───── Textauszug ─────
Man kommt sich vor wie bei der Polizei. „Haben Sie einen konkreten

Verdacht“, fragt der GKV-Spitzenverband in einem Formular auf seiner Homepage. Alle, die unlautere

Machenschaften in Arztpraxis, Apotheke, Klinik oder Pflegeheim mitbekommen haben,

können Angaben zur „Tatverdächtigen Person“,

zu „Tatort“ und „Tatzeit“ machen. Die Ärzte schäumen vor Empörung.

Losgetreten hat die Aufregung am Freitag der Chef der Kassenärztlichen Bundesvereinigung (KBV), Dr. Andreas Köhler. Er sieht die Mediziner verunglimpft. Die Wortwahl der Kassen suggeriere ein schweres Verbrechen. Ärzte- und Kassenfunktionäre liegen oft im Clinch miteinander. „Mit diesem Vorgehen halten die Krankenkassen an ihrer Diffamierungskampagne gegen die Ärzteschaft fest“, wettert Köhler und fordert sogar, die Seite sofort vom Netz zu nehmen: „Wie sollen vor dem Hintergrund des Denunziationsaufrufs noch vertrauensvolle Verhandlungen und Gespräche möglich sein?“

Auch Bundesgesundheitsminister Daniel Bahr (FDP) meldet sich wenig später zu Wort. „Krankenkassen sind keine Staatsanwaltschaften und sollen sich auch nicht anmaßen, diese zu ersetzen“, sagt er den Ruhr Nachrichten.

Das Problem ist allerdings, dass den Staatsanwälten heute oft die Hände gebunden sind. Nach einem Urteil des Bundesgerichtshofs (BGH) ist etwa Korruption niedergelassener Ärzte derzeit nicht strafbar, weil Ärzte keine Beauftragte der Krankenkassen sind. Derzeit bereitet Bahr eine Verschärfung per Gesetz vor. Wenn ein Arzt bestimmte Pillen nur deshalb verschreibt, weil er dafür Geld vom Pharmahersteller bekommt, sollen bis zu drei Jahre Haft fällig werden können.
───── Datensatzinhalt ─────
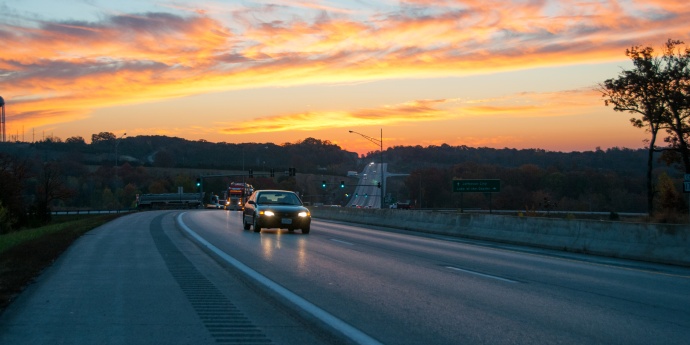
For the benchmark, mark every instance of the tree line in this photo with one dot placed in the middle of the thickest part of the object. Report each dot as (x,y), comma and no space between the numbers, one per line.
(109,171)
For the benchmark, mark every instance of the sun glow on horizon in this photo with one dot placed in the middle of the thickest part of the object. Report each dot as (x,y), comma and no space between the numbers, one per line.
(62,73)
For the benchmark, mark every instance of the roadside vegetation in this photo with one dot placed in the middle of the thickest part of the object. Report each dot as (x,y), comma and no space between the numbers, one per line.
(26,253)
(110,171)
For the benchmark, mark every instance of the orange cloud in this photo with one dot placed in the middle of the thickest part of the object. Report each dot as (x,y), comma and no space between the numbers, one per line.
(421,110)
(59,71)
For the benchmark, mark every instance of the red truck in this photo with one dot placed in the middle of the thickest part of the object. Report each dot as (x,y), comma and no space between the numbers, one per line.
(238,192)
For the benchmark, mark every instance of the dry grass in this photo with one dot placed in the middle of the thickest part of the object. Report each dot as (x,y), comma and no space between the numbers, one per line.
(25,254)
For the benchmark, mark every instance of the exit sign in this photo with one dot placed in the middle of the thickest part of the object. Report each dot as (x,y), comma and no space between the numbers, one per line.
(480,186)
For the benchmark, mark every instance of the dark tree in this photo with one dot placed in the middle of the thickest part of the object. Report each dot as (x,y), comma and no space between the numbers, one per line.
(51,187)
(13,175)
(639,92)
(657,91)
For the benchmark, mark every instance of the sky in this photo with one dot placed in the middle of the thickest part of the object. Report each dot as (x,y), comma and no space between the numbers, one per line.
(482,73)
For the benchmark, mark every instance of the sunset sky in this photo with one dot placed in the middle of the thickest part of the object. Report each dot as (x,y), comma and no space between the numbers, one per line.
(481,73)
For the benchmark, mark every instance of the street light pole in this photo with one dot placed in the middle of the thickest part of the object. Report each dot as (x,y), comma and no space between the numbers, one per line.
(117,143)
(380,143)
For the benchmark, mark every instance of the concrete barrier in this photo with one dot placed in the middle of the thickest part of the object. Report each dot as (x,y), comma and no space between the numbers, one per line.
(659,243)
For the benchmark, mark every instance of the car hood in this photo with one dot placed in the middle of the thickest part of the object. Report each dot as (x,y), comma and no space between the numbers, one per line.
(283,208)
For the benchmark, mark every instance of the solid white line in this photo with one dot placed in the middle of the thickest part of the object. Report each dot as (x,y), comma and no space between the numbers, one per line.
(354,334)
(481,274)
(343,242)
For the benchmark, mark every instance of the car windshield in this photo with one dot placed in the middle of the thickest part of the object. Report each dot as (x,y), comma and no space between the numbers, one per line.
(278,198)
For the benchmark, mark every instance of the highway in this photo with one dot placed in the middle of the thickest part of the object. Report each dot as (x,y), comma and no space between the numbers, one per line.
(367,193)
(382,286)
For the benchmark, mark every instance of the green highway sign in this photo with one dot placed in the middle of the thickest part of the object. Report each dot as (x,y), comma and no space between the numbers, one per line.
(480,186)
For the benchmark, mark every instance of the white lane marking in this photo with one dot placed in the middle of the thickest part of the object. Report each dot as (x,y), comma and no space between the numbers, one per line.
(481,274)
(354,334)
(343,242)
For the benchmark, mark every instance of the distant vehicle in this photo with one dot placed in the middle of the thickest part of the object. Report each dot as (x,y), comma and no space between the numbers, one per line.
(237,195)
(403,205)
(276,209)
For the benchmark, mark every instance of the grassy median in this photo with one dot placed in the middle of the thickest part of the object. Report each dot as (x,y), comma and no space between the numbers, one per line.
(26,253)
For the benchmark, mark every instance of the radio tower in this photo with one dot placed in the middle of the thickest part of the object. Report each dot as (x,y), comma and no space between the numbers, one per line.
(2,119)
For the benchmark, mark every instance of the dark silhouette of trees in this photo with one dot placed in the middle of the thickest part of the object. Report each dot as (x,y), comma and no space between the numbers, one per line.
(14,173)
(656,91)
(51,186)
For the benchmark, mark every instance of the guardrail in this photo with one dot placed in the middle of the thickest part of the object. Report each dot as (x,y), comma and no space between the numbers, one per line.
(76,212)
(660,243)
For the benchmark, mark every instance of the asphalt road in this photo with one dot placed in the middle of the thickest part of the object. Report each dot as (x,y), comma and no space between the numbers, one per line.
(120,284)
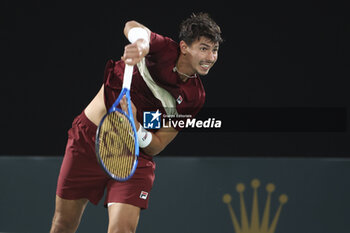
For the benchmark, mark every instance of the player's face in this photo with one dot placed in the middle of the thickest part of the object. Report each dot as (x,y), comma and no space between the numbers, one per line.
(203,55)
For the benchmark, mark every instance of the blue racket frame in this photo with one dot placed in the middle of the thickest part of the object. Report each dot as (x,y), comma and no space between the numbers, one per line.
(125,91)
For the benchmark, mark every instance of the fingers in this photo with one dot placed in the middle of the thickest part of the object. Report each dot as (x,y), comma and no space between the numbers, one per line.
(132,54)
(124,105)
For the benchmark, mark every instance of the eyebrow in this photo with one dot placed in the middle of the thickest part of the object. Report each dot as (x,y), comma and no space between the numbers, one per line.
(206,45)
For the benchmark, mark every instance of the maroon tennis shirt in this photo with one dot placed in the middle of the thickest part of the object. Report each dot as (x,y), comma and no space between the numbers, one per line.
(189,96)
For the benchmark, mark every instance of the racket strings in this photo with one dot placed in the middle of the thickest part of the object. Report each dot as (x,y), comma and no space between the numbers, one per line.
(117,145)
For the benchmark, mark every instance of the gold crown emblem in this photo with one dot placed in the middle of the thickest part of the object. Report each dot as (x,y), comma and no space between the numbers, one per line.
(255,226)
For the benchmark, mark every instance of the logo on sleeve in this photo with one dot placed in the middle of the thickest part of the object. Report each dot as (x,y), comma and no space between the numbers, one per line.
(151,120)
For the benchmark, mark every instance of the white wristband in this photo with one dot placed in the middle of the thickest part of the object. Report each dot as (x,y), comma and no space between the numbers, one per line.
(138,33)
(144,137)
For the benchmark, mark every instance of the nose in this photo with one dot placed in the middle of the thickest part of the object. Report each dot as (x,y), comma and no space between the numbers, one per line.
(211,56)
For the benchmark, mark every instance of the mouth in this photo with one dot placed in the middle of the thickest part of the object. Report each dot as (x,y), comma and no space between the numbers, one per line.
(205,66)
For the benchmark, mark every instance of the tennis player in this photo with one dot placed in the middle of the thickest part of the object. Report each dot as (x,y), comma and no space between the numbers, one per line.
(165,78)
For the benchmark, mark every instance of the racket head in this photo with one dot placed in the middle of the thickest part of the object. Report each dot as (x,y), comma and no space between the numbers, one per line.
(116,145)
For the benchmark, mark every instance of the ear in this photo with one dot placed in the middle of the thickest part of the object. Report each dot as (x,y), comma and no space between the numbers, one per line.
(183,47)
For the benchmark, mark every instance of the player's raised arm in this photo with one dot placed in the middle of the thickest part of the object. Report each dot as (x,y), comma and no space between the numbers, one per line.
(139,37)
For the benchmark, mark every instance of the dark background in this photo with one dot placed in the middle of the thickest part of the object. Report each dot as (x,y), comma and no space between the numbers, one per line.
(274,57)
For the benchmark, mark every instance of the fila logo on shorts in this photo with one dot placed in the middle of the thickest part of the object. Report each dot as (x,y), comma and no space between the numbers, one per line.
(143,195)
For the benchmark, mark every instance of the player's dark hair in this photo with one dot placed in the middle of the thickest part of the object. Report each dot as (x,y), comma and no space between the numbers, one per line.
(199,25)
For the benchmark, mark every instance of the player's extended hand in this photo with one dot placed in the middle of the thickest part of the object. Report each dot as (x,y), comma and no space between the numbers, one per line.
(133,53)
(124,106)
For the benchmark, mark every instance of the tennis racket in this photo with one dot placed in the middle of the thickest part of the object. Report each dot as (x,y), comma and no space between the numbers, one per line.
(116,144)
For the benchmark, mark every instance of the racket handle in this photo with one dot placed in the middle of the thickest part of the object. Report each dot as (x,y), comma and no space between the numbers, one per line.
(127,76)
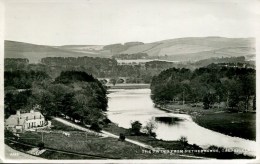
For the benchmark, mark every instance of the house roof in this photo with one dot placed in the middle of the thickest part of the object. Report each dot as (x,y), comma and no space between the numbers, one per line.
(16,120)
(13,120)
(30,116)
─────
───── Datensatzinhalt ─────
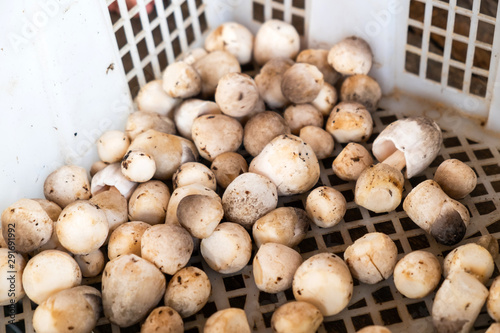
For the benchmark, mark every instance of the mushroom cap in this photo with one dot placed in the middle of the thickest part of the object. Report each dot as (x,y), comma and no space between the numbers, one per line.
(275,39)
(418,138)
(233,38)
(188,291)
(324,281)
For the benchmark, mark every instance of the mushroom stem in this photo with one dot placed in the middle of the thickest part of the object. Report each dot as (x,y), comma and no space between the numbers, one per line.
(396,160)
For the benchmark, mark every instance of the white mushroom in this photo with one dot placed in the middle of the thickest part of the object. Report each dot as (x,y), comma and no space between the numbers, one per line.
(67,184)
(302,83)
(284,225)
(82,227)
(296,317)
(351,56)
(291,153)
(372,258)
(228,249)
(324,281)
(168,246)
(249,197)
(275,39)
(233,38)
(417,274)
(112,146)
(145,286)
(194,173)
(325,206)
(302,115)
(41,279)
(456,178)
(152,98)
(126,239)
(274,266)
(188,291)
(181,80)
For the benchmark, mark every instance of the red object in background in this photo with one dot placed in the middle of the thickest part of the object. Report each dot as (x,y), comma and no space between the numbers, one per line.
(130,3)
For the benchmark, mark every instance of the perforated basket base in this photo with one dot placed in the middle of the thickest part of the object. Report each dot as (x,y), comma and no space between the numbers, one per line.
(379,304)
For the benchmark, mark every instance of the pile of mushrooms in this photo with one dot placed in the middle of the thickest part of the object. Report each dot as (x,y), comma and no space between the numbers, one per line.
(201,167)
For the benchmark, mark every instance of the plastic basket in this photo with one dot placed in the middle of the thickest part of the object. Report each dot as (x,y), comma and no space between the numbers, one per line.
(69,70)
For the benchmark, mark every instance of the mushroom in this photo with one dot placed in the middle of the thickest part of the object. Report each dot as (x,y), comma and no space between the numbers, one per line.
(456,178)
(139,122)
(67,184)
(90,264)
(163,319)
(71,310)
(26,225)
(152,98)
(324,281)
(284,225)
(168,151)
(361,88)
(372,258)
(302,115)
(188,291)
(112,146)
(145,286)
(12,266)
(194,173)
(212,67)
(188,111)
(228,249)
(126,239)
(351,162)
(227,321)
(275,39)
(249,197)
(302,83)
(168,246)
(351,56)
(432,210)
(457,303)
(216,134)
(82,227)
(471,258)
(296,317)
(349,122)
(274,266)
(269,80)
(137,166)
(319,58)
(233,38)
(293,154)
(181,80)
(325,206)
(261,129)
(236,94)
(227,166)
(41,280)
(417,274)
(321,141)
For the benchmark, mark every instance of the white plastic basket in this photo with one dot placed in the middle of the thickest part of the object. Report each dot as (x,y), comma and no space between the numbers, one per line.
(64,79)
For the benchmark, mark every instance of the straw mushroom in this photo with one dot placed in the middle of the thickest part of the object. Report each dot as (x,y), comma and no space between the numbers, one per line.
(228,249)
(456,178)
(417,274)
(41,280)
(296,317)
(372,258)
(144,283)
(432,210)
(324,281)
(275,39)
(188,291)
─────
───── Datensatzinhalt ─────
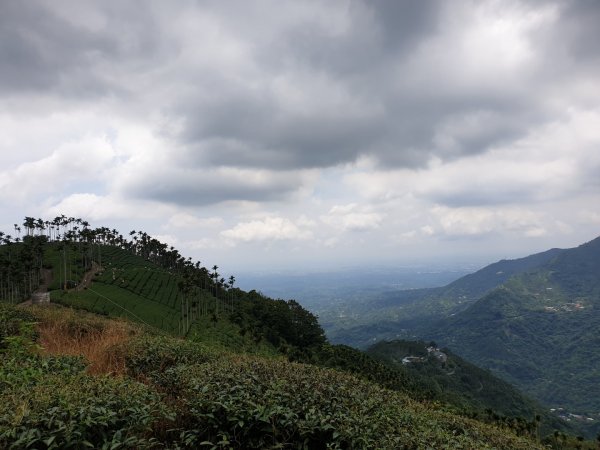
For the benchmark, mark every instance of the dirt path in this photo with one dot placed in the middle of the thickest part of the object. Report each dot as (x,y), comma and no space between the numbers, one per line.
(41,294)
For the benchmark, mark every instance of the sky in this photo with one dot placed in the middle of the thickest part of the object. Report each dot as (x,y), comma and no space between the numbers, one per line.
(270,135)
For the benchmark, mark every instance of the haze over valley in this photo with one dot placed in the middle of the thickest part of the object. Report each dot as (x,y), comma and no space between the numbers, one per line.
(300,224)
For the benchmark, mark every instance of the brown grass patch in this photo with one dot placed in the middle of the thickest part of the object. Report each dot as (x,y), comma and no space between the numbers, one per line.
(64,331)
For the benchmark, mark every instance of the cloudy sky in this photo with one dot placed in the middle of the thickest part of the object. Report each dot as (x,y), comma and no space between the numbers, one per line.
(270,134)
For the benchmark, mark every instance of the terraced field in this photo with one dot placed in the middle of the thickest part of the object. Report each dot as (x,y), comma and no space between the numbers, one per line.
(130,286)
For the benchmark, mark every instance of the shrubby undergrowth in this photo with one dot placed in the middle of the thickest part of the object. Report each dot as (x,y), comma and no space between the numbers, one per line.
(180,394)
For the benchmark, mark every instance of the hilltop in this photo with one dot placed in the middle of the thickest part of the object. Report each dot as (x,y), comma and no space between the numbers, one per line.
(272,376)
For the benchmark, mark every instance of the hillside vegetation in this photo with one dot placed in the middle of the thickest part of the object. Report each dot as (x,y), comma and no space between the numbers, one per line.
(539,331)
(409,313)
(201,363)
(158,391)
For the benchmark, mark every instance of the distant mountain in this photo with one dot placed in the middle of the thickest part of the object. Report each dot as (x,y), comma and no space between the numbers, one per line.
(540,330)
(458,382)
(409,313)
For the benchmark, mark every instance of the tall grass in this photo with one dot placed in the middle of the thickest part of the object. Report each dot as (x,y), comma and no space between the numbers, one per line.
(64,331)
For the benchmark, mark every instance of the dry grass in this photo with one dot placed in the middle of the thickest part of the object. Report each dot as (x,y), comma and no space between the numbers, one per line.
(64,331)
─────
Aufgabenteile:
1: Beantworten Sie anhand des Textauszugs folgende Fragen:
(a) Wer ist Chef der Kassenärztlichen Bundesvereinigung?
(b) Gegenüber welcher Zeitung äußert sich Daniel Bahr?
(c) Welche Höchststrafe soll nach Bahrs geplanter Verschärfung fällig werden können?
2: Prüfen Sie, ob die folgenden Aussagen mit dem Textauszug übereinstimmen. Antworten Sie jeweils mit Ja oder Nein und zitieren Sie die entscheidenden Worte.
(a) Köhler verlangt, die Seite vom Netz zu nehmen.
(b) Laut BGH-Urteil ist Korruption niedergelassener Ärzte derzeit strafbar.
(c) Daniel Bahr gehört der SPD an.
3: Schreiben Sie aus dem Textauszug alles von „Das Problem ist“ bis hinunter zu „fällig werden können.“ wortgetreu ab.
Die Auflistung hat keinen Bezug zum Textauszug.

Lösungen:
1:
(a) Dr. Andreas Köhler
(b) Den Ruhr Nachrichten
(c) Bis zu drei Jahre Haft

2:
(a) Ja: „fordert sogar, die Seite sofort vom Netz zu nehmen“
(b) Nein: „ist etwa Korruption niedergelassener Ärzte derzeit nicht strafbar“
(c) Nein: „Daniel Bahr (FDP)“

3:
Das Problem ist allerdings, dass den Staatsanwälten heute oft die Hände gebunden sind. Nach einem Urteil des Bundesgerichtshofs (BGH) ist etwa Korruption niedergelassener Ärzte derzeit nicht strafbar, weil Ärzte keine Beauftragte der Krankenkassen sind. Derzeit bereitet Bahr eine Verschärfung per Gesetz vor. Wenn ein Arzt bestimmte Pillen nur deshalb verschreibt, weil er dafür Geld vom Pharmahersteller bekommt, sollen bis zu drei Jahre Haft fällig werden können.